━━ Text segment
The famous Last Theorem of Fermat (proven by Andrew Wiles in the early 1990's)

 

http://en.wikipedia.org/wiki/Andrew_Wiles

 

says

 

There are no positive integer solutions for [MATH]n>2[/MATH] to the equation

 

[MATH]z^n=x^n+y^n[/math]

 

We will not prove this theorem here (Wiles method is very advanced). But we will play around with the implications a bit. Something fun for us mortals to do si assume the negative of FLT and then start messing around a bit and see what happens. It remains entertaining only because some people believe Fermat actually solved it with only his knowledge of number theory and that someday the "real" proof will re-emerge. It seems unlikely but stranger things have happened.

 

So assuming the negation, suppose we have found an integer solution to FLT. Notice that we can easily write

 

[MATH]x^n=z^n-y^n=(z-y)\sum_{i=0}^{n-1}z^{n-1-i}y^i[/MATH]

 

It can be shown that if [MATH]n[/MATH] is even then

 

[MATH]\sum_{i=0}^{n-1}z^{n-1-i}y^i=(z^s+y^s)\sum_{i=0}_{n/s}z^{n/s-i}y^i[/MATH]

 

If [MATH]s[/MATH] is odd we can factor further since

 

[MATH]z^s+y^s=\sum_{i=0}^{s-1}z^{s-1-i}y^i[/MATH]

 

In all there are about four different factorization formulas that (no matter what [MATH]n[/MATH] is) let you peel this thing down to irreducible polynomials in [MATH]z[/MATH] and [MATH]y[/MATH]. Is there anything special about irreducible polynomials in this situtation? One thing it would mean here is that [MATH]x[/MATH] is not prime, other wise every irreducible polynomial factor would be a power of [MATH]x[/MATH] contradicting the fact that they are irreducible. We can follow a similar construction for [MATH]y[/MATH] and [MATH]z[/MATH] showing that they cannot be prime.

 

Now somewhere in the dusty literature is a theorem that says that any allowable solutions to FLT must have at least two of the bases being prime. Have we found a contradiction? Why or why not? I'll get back to this eventually. Suffice to say that the theroem is proven (by Wiles) and now the result can itself be used to prove theorems.

Posted
Now somewhere in the dusty literature is a theorem that says that any allowable solutions to FLT must have at least two of the bases being prime. Have we found a contradiction? Why or why not?

 

 

perhaps if you explinaed what you meant by bases then poeple may hve more idea of what you're talking aobut. i can't make head nor tail of it, presumably you eman x,y, or z, but that doesn't make sense since when n=2 the solutions are p^2-q^2, 2pq, q^2+p^2. even if we allow primitive roots (ie when p and q are coprime) you have just said that there is an easy way to generate infinitely many primes. or are you referring only to n>2?

Posted
Now somewhere in the dusty literature is a theorem that says that any allowable solutions to FLT must have at least two of x,y and z being coprime. Have we found a contradiction? Why or why not? I'll get back to this eventually. Suffice to say that the theroem is proven (by Wiles) and now the result can itself be used to prove theorems.
━━━━
Instruction =
In the Fermat's Last Theorem thread, who proved the theorem, and when? Rely only on the Fermat's Last Theorem thread.
━━ Supplied records
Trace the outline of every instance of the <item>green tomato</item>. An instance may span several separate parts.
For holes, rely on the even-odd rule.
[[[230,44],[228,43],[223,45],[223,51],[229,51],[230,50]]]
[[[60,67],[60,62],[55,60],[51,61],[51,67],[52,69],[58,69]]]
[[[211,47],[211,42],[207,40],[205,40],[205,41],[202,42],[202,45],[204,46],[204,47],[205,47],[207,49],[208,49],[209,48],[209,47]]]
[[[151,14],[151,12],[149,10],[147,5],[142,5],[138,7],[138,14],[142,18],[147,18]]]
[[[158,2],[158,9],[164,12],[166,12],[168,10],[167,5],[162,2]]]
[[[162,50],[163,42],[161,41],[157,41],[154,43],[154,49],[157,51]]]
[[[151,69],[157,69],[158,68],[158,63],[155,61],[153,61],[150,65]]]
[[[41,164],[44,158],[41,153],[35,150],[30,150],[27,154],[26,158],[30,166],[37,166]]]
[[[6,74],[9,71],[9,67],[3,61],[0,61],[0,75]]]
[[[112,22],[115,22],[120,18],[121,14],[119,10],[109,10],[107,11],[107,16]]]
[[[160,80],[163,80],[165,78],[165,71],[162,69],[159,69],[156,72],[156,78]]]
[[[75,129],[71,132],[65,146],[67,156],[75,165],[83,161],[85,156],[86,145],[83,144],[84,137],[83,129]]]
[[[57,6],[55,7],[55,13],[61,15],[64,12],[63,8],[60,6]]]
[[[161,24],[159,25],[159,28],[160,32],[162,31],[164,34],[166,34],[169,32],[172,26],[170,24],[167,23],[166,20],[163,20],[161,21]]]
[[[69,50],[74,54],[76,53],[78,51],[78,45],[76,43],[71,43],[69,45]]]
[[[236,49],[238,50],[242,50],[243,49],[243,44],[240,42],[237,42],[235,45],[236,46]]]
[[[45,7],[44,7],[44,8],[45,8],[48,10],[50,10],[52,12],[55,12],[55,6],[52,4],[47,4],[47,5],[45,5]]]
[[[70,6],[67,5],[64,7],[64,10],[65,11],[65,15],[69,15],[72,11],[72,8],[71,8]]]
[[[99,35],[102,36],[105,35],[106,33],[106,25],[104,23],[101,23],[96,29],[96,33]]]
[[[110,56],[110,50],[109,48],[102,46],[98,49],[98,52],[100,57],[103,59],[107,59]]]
━━━━
Solution to the exercise =
Andrew Wiles proved it in the early 1990s.